Your goal »
Each entry below should be reproduced character for character.

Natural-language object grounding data

--- START ---

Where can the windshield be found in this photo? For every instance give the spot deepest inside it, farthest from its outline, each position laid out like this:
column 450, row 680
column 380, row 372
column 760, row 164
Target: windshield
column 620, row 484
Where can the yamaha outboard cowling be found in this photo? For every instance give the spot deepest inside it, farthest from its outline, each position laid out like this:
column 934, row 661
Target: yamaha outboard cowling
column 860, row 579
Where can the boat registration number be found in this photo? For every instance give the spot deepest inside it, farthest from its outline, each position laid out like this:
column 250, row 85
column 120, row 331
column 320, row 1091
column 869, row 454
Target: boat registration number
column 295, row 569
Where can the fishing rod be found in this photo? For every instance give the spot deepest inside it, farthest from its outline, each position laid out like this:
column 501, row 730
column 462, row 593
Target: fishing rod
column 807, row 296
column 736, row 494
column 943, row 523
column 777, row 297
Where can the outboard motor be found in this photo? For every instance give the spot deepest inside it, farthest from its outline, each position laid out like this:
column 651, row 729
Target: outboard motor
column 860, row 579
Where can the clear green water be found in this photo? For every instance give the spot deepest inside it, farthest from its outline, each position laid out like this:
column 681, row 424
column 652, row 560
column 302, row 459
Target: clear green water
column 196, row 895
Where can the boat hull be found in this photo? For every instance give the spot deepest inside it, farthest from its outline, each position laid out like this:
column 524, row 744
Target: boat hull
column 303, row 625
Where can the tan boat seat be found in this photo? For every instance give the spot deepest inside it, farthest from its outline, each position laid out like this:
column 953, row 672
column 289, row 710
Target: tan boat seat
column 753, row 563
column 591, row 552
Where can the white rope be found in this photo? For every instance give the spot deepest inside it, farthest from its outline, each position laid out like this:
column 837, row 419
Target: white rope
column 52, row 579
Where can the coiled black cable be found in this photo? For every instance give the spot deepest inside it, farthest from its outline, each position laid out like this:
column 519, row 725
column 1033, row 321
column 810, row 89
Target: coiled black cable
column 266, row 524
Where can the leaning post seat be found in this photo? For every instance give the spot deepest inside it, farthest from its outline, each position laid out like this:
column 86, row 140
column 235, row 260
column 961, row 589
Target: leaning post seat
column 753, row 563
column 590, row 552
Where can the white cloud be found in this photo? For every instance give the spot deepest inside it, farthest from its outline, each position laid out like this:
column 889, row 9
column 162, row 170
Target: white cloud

--- END ---

Result of the exercise »
Where can the windshield be found in this photo? For every instance give the spot deepest inside it, farthest from its outline, each position laid out like this:
column 450, row 680
column 380, row 372
column 760, row 164
Target: windshield
column 620, row 484
Where can the yamaha outboard cowling be found in this photo? For every instance give the spot deepest inside it, farthest from its outline, each position laid out like this:
column 934, row 661
Target: yamaha outboard cowling
column 860, row 579
Where can the boat registration number be found in this photo? For every instance give the spot deepest inside it, farthest from its outline, each position laid out like this:
column 250, row 85
column 120, row 331
column 320, row 1091
column 869, row 454
Target: boat registration number
column 295, row 569
Where can the fishing rod be found in this photo? For every instance give the spot deepest inside it, farthest from its outline, each position laid out like this:
column 501, row 730
column 462, row 593
Target: fishing rod
column 807, row 296
column 736, row 494
column 943, row 523
column 777, row 297
Where can the outboard motor be found in this photo? For every instance give the spot deepest inside it, farthest from its outline, each position laid out like this:
column 651, row 729
Target: outboard motor
column 860, row 579
Where can the clear green water be found in this photo? For every instance give the spot deepest inside it, farthest from its outline, each position laid out like this:
column 681, row 424
column 652, row 560
column 302, row 459
Target: clear green water
column 196, row 895
Where can the boat hull be found in this photo? For every instance give the spot deepest inside it, farthest from its outline, each position laid out like this:
column 524, row 744
Target: boat hull
column 303, row 625
Where can the tan boat seat be found in this photo? For every instance give the spot deepest inside it, farthest from its outline, each position laid out like this:
column 953, row 672
column 289, row 710
Target: tan boat seat
column 753, row 563
column 591, row 552
Where can the white rope be found in this photo? For every instance give the spot deepest inside it, farthest from its outline, each position laid out like this:
column 837, row 419
Target: white rope
column 52, row 579
Where can the coiled black cable be found in this photo? For every instance give the spot deepest inside it, farthest from its outline, each position laid out like this:
column 519, row 725
column 1033, row 321
column 810, row 89
Target: coiled black cable
column 266, row 524
Where can the leaning post seat be found in this photo? For every instance give the spot deepest inside it, farthest from its outline, each position laid out like this:
column 86, row 140
column 235, row 260
column 961, row 589
Target: leaning post seat
column 753, row 563
column 590, row 552
Where can the white cloud be found in this photo? For every instance give the spot deepest inside it, farthest from its outline, each position laid out like this:
column 889, row 9
column 162, row 170
Target: white cloud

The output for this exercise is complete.